▶ **WHAT YOU HAVE TO DO**: Repeat each record below exactly as it is written.

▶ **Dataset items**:
·····

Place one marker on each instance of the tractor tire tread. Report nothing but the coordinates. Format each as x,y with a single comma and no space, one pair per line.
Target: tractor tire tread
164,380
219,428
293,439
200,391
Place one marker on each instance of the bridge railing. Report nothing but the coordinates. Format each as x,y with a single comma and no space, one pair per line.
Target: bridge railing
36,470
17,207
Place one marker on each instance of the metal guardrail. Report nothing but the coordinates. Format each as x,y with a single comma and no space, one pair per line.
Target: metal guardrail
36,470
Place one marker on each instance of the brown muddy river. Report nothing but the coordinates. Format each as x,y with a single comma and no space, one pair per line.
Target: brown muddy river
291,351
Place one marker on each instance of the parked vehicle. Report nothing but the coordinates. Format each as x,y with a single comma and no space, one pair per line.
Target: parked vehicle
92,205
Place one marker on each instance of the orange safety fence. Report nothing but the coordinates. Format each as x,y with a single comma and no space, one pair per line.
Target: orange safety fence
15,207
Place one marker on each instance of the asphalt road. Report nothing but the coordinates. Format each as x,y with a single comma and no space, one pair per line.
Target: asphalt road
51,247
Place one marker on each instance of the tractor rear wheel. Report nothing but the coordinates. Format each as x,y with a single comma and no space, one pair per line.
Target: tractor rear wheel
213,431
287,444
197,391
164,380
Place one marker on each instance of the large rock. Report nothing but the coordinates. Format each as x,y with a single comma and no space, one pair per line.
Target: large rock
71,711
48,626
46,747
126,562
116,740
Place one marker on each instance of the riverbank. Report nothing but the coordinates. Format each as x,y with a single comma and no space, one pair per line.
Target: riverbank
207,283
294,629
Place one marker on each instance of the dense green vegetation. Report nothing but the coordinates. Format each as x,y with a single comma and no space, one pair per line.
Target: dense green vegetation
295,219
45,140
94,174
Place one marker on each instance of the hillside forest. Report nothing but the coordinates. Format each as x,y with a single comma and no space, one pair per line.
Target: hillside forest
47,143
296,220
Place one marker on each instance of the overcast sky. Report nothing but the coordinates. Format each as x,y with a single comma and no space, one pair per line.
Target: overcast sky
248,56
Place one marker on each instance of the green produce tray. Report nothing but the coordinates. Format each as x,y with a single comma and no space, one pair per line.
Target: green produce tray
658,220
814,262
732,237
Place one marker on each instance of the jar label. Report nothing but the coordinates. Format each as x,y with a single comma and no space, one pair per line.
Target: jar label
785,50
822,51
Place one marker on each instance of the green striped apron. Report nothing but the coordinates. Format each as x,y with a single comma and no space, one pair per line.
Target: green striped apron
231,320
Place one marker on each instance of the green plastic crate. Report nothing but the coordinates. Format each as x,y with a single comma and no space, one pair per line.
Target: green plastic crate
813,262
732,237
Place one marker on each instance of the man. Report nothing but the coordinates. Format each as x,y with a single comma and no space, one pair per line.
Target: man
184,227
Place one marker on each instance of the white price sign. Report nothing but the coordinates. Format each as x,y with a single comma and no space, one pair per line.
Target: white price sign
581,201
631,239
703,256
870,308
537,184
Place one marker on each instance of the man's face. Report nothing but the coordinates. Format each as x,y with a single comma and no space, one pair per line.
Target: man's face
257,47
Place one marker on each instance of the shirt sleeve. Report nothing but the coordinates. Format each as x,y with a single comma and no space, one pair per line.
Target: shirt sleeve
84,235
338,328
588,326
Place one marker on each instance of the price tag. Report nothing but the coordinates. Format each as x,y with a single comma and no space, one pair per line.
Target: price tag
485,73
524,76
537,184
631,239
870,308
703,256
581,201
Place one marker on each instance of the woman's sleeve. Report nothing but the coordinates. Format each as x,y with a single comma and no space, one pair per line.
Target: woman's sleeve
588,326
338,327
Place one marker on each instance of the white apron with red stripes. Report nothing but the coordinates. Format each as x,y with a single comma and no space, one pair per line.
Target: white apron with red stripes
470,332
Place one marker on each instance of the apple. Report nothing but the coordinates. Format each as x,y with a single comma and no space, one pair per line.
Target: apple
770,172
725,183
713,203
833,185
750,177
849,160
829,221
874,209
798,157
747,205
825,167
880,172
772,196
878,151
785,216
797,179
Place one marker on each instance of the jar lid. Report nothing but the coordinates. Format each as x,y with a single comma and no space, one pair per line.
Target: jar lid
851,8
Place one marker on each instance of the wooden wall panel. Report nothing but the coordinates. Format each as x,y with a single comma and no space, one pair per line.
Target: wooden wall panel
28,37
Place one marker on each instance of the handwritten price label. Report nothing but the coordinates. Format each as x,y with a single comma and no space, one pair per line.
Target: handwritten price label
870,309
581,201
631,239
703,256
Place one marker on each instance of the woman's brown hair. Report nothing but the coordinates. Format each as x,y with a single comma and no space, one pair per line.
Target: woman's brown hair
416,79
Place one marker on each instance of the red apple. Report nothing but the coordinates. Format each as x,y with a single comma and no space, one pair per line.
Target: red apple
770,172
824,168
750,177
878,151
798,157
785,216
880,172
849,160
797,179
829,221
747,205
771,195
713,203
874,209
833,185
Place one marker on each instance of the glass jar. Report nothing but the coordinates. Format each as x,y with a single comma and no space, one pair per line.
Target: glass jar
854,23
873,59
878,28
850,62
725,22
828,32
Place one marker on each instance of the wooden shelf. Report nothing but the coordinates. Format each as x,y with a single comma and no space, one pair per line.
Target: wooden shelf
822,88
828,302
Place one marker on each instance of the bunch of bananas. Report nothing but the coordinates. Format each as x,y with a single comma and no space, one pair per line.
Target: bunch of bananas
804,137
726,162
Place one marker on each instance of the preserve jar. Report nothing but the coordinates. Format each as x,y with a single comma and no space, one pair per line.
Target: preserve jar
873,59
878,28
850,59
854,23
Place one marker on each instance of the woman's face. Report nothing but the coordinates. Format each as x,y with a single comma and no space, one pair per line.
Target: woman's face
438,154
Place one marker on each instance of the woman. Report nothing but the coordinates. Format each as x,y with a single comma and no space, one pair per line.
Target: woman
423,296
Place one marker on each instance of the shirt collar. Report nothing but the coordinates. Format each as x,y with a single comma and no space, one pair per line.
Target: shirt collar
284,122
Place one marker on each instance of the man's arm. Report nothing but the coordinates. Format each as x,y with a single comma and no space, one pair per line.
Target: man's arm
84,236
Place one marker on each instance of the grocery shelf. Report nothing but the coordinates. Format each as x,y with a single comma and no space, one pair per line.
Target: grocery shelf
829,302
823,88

·····

▶ **ANSWER SECTION**:
Place one marker on each instance of the tractor tire tread. Report nothing but the coordinates. Format each as x,y with a single comma and no space, one pair per line.
Target: tractor tire tread
164,380
219,428
293,439
200,391
Place one marker on each instance of the bridge railing. Report nothing but the coordinates. Format each as x,y with a single comma and no space, one pair per line.
Target: bridge railing
36,470
17,207
Place one marker on each instance of the metal guardrail. Report nothing but the coordinates. Format each as x,y with a single comma and no space, one pair per line.
Target: metal guardrail
36,470
Place one marker on each instance of the brown muddy river. Report nothing but the coordinates. Format each as x,y with a single comma and no space, one pair per line.
Target: brown muddy river
291,351
Place one marker on each instance of the parked vehicle. Report nothing but the coordinates. Format each as x,y with a single comma and no space, one pair per line.
Target: parked vehicle
92,205
Place one marker on each instance of the orange safety fence. Report nothing but the coordinates. Format each as x,y with a single comma and no space, one pair per line.
Target: orange safety fence
15,207
Place one marker on each instance of the asphalt road. Report nothing but the coordinates. Format each as x,y with a single comma and no space, one pair per line.
Target: asphalt road
51,247
Place one marker on each instance of the tractor rear wheel. Report nothing but the coordinates. Format each as x,y with a single comma and no space, one pair per line.
Target: tractor rear wheel
213,431
287,444
197,391
164,380
Place one marker on each instance of the large rock. Report nothing but the coordinates. Format each as x,y with a single comma and no space, one pair per line.
Target: large rock
71,711
48,626
46,747
126,562
116,740
Place one marker on each instance of the riverbank. Report nothing but the coordinates. Format each as x,y with a single comma and no space, one pair per line.
Target: riverbank
207,283
294,629
Place one marker on each instance of the dense green vegetation. Report nothing but the coordinates. Format each as x,y with a single comma and no space, one pair per line.
Target: dense green vegetation
295,219
45,140
94,174
Place one marker on each instance of the hillside forest. Report nothing but the coordinates. Format each as x,y with a single comma and no space, one pair per line.
Target: hillside forest
47,143
296,220
Place one marker on each instance of the overcast sky. Report nothing but the coordinates. Format each as x,y with a single comma and no space, one pair per line.
Target: overcast sky
248,56
Place one marker on each instance of the green produce tray. Report nothing but the coordinates. Format each as x,y with a single comma and no space, one pair per line.
Target: green produce tray
658,220
814,262
732,237
Place one marker on each instance of the jar label. Report nothing but the coordinates. Format each as x,y with a single comma and no space, one pair per line.
Target: jar label
785,50
822,51
Place one marker on each instance of the green striped apron. Report nothing but the coordinates. Format each as x,y with a single comma and no space, one pair per line.
Target: green striped apron
231,320
Place one marker on each instance of the green plastic crate. Report nothing but the coordinates. Format each as x,y with a single comma and no space, one pair per line.
Target: green plastic crate
813,262
732,237
Place one marker on each instance of the man. Report nothing but the coordinates. Format each as x,y with a single comma and no space, one pair per line.
Target: man
184,227
Place one marker on each instance of the white price sign. Report nothing but the coordinates. Format each as x,y with a single comma and no space, one pair per line.
Target: white price sign
581,201
631,239
703,256
870,308
537,184
Place one marker on each instance of the man's face. Report nothing but the coordinates. Format each as x,y with a single comma and no space, one pair per line.
Target: man's face
257,47
Place one marker on each instance of the shirt sleeve. Report nothing but the coordinates. Format each as x,y with a single comma and no space, one pair per line.
Target: shirt sleeve
84,235
338,328
588,326
Place one marker on each instance of the price tag. Report nothing but the coordinates. Format each as x,y with a single comma and no space, one pair per line.
Target: price tag
485,73
524,76
537,184
631,239
870,308
703,256
581,201
Place one marker on each instance of the woman's sleeve. Report nothing but the coordinates. Format each as x,y with a single comma and no space, one pair per line.
Target: woman's sleeve
588,326
338,327
Place one marker on each instance of the white apron with red stripes. Report nothing but the coordinates. Format each as x,y with a single comma and no space, one pair per line.
Target: white apron with red stripes
470,332
Place one marker on each instance of the apple. Report nothing but the coordinates. Format each as x,y with a single comma and no space, one pair per line.
Target: apple
770,172
725,183
713,203
833,185
750,177
849,160
829,221
874,209
798,157
747,205
825,167
880,172
772,196
878,151
785,216
797,179
Place one marker on each instance of the jar lid. Report nothing but the coordinates. Format each as x,y with a single comma and no space, one pair per line.
Target: jar lid
851,8
Place one marker on each instance of the wooden wall panel. Report nothing but the coordinates. Format each as x,y with a single comma and no space, one pair per line.
Target: wooden wall panel
28,37
Place one marker on each instance of the handwritten price label. Report nothing but the coordinates. Format each as x,y with a single comma and no space, one pair per line.
Target: handwritten price label
870,309
581,201
631,239
703,256
Place one marker on each instance of the woman's brown hair. Report nothing but the coordinates. Format each as x,y with a single comma and no space, one pair per line.
Target: woman's brown hair
416,79
Place one marker on each instance of the red apple. Report nothing but the coordinates. Format each as x,y with a single comma and no space, one pair per line.
Target: red apple
770,172
824,168
750,177
878,151
798,157
785,216
880,172
849,160
797,179
829,221
747,205
771,195
713,203
874,209
833,185
Place one marker on each instance of the glass jar. Report nothing but the coordinates. Format each as x,y with a single comma and no space, one pair per line.
Target: glass jar
854,23
873,59
878,28
850,62
725,22
828,32
Place one marker on each instance of the wooden shelf. Report nothing but the coordinates. Format each as x,y with a single comma and no space, one pair per line.
Target: wooden shelf
822,88
828,302
Place one marker on each instance of the bunch of bananas. Report nothing but the coordinates. Format each as x,y with a single comma and no space, one pair per line.
Target: bunch of bananas
804,137
726,162
Place one marker on each instance of the preserve jar. Report nothing but the coordinates. Format each as x,y with a single comma and no space, one pair per line.
Target: preserve jar
873,59
878,28
850,59
854,23
Place one marker on each instance of the woman's face. Report nothing but the coordinates. Format each as x,y with a single comma and no space, one pair per line.
Target: woman's face
438,154
Place one marker on each instance of the woman. Report nothing but the coordinates. Format each as x,y with a single comma and no space, one pair per line.
Target: woman
423,296
Place one marker on each instance of the shirt collar. Report nothing but the coordinates. Format each as x,y with a single comma and no space, one pair per line.
Target: shirt collar
284,122
Place one marker on each instance of the man's arm. Report nothing but the coordinates. Format each as x,y with a single comma and no space, one pair per line.
Target: man's arm
84,236
Place one marker on each instance of the grocery shelf. Report nothing but the coordinates. Format each as x,y with a single comma and no space, one pair per line.
Target: grocery shelf
829,302
823,88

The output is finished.